*Instruction*:
Print the listing below word for word, from its first line through the line that contains "[164,17,416,359]", including both.

*Data drawn from a collection*:
◆ ◆ ◆ ◆
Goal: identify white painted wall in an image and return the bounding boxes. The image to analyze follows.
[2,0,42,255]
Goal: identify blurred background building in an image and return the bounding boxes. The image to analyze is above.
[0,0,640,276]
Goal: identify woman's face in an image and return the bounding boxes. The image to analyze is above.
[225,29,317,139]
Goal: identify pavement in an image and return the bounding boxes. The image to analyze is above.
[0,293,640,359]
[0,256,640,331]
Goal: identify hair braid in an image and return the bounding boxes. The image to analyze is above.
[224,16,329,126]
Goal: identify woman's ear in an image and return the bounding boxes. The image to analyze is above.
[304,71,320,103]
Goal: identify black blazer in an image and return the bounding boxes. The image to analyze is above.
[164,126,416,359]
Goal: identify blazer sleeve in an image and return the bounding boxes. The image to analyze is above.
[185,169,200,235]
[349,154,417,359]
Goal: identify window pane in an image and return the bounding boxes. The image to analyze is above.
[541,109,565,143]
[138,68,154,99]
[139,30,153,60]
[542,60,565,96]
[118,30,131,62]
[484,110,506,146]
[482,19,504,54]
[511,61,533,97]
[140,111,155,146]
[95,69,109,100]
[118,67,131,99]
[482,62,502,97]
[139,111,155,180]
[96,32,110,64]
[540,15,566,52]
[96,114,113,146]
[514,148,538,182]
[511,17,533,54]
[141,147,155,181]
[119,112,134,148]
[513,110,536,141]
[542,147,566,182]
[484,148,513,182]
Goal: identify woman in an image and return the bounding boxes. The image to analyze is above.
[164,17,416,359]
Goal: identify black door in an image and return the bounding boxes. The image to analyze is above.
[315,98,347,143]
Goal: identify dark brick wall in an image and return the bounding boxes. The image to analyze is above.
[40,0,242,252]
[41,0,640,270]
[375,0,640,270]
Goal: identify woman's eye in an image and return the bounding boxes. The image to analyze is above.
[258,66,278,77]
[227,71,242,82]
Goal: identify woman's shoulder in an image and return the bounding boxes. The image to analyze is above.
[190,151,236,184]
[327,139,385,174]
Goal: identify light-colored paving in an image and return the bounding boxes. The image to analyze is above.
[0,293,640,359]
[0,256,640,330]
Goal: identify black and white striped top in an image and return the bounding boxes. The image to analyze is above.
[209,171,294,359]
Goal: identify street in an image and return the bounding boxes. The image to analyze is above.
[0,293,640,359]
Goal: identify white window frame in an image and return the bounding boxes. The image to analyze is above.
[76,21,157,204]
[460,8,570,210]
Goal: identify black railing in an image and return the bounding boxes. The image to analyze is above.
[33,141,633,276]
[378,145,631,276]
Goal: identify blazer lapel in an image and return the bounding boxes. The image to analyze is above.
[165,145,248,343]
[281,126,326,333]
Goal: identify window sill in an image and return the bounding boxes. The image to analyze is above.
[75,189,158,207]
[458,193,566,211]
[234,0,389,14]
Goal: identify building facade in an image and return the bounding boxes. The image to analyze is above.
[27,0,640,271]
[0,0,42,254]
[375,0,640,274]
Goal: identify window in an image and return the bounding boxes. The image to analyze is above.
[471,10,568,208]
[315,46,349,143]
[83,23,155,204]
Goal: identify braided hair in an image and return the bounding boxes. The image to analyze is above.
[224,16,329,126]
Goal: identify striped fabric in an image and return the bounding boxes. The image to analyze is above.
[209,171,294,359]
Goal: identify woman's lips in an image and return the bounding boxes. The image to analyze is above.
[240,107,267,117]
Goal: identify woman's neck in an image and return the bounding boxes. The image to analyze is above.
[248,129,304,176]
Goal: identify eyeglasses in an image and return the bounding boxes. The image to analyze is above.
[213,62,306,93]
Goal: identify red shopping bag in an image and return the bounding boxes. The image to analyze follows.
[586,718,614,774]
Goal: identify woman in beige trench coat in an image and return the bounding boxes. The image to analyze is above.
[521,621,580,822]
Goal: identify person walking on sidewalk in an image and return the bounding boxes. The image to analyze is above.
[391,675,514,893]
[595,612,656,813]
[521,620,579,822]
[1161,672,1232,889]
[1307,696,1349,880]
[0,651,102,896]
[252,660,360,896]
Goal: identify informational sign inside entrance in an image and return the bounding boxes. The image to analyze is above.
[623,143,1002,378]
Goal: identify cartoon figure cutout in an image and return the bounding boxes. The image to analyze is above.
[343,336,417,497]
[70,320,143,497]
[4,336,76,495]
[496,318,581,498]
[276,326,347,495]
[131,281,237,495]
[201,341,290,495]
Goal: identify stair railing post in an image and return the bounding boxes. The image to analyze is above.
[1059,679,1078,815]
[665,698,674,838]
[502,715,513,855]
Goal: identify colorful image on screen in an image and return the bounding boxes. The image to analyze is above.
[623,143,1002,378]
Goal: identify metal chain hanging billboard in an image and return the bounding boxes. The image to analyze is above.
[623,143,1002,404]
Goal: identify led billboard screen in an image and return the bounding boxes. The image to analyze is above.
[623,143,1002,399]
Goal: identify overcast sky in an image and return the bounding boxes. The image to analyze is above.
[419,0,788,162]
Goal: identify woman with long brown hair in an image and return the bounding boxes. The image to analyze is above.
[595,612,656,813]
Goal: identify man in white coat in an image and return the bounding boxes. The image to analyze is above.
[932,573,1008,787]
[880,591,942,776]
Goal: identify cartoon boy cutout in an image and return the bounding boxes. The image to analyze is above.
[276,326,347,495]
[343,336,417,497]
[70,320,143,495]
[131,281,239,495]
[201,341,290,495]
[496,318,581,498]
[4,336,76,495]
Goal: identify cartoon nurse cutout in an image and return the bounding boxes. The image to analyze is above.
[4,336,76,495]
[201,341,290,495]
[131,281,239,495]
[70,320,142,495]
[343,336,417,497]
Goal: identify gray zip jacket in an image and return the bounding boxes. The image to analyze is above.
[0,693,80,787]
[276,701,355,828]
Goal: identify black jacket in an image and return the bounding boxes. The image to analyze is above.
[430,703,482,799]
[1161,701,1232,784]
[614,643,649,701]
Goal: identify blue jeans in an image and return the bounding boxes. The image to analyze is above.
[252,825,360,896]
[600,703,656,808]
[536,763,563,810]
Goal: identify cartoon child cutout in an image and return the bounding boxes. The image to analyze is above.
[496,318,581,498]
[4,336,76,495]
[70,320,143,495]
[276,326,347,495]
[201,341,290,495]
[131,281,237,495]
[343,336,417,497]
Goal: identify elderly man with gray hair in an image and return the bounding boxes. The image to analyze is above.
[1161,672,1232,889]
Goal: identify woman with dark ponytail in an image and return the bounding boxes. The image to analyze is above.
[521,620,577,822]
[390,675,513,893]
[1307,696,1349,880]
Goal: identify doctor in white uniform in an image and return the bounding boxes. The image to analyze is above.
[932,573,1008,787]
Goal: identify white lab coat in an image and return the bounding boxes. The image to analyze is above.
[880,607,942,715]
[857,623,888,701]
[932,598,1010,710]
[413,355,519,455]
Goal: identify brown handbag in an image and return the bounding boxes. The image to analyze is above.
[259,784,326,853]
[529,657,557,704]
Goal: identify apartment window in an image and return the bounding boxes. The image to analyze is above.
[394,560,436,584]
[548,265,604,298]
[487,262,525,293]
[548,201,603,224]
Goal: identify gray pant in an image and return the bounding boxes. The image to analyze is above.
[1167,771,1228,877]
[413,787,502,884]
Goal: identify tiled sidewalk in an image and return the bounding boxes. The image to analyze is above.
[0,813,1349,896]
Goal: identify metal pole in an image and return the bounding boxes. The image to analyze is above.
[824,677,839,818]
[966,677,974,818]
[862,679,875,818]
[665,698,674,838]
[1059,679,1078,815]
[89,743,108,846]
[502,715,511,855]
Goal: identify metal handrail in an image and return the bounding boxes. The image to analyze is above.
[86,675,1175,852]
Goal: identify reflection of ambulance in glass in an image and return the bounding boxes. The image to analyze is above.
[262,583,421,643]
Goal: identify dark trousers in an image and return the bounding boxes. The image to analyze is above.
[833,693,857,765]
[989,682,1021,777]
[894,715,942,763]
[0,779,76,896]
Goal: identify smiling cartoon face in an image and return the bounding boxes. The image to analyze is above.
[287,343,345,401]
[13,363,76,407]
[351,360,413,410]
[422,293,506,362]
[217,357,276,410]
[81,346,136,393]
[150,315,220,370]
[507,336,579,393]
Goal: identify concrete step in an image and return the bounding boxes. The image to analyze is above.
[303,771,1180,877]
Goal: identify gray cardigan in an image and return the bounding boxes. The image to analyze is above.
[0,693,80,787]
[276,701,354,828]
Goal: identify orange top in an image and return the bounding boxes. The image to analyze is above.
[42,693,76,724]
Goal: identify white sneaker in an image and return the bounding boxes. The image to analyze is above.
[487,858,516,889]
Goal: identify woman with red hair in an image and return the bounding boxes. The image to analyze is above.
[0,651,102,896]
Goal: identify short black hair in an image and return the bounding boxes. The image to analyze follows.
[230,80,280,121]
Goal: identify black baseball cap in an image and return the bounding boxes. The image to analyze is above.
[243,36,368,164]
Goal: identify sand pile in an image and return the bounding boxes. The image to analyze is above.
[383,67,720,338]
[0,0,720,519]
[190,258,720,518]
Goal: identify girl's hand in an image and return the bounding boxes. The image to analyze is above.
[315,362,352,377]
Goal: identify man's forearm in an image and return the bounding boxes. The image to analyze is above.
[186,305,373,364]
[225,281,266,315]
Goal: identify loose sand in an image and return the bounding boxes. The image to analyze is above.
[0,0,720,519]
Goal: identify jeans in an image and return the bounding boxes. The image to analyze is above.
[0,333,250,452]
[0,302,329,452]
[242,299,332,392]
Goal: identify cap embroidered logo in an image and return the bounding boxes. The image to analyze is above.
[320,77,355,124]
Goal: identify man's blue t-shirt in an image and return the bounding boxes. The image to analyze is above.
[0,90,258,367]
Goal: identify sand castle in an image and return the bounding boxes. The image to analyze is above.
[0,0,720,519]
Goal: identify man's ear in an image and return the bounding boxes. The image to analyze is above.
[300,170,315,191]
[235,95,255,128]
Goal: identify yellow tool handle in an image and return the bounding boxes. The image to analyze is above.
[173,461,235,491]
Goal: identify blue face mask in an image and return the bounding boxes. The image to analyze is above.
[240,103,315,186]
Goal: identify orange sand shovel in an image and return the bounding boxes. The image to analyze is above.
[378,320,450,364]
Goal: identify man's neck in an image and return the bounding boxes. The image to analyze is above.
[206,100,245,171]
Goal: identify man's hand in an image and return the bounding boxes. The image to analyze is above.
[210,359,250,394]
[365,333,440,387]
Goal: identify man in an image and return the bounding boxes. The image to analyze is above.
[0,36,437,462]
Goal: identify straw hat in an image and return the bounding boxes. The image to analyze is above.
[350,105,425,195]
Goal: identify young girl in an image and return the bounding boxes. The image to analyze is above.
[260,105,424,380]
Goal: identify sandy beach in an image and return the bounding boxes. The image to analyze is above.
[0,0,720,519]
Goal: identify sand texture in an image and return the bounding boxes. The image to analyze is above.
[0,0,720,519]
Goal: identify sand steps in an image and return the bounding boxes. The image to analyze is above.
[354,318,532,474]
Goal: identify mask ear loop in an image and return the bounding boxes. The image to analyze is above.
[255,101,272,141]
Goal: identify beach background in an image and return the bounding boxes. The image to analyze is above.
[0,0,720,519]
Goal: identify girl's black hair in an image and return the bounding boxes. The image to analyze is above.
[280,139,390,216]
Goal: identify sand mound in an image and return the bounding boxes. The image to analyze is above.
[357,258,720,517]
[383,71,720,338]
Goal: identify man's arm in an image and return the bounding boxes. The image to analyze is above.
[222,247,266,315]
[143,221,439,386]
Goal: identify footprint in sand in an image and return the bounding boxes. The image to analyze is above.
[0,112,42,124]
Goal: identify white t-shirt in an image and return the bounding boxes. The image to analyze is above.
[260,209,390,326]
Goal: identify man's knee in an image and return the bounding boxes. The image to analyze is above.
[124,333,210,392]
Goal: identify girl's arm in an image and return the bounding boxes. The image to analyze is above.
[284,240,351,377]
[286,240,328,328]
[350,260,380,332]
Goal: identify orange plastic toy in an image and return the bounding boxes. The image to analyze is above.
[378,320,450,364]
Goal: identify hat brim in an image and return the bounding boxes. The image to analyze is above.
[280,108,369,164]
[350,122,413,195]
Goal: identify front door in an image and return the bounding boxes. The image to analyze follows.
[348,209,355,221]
◆ ◆ ◆ ◆
*Exercise response*:
Goal: identify white painted wall in an image and return the bounding boxes. The image to analyze follows.
[2,0,42,255]
Goal: identify blurred background building in an image and return the bounding boxes. The image to analyze is above.
[0,0,640,276]
Goal: identify woman's face in an image and return the bounding boxes. The image to analyze is above.
[225,29,317,139]
Goal: identify pavement in an image and return the bounding boxes. The image to analyze is above.
[0,293,640,359]
[0,256,640,331]
Goal: identify hair braid in an image and return the bounding boxes. The image to analyze is above.
[224,16,329,126]
Goal: identify woman's ear in an image and return the bounding boxes. The image to analyze is above.
[304,71,320,103]
Goal: identify black blazer in an image and return the bounding boxes. The image to analyze is above.
[164,126,416,359]
Goal: identify blazer sleeve in an image and return the bounding boxes. The image to analyze is above.
[185,169,200,235]
[349,154,417,359]
Goal: identify window pane in an image and return the bounding boxes. The image to analyze is above.
[541,109,565,143]
[138,68,154,99]
[139,30,153,60]
[542,60,565,96]
[118,30,131,62]
[484,110,506,146]
[482,19,504,54]
[511,61,533,97]
[140,111,155,146]
[95,69,109,100]
[118,67,131,99]
[482,62,502,97]
[139,111,155,180]
[96,32,110,64]
[540,15,566,52]
[96,114,113,146]
[514,148,538,182]
[511,17,533,54]
[141,147,155,181]
[119,112,134,148]
[513,110,536,141]
[542,147,566,182]
[484,148,513,182]
Goal: identify woman in an image and return the bounding boxes. The image to analyze is above.
[164,17,416,359]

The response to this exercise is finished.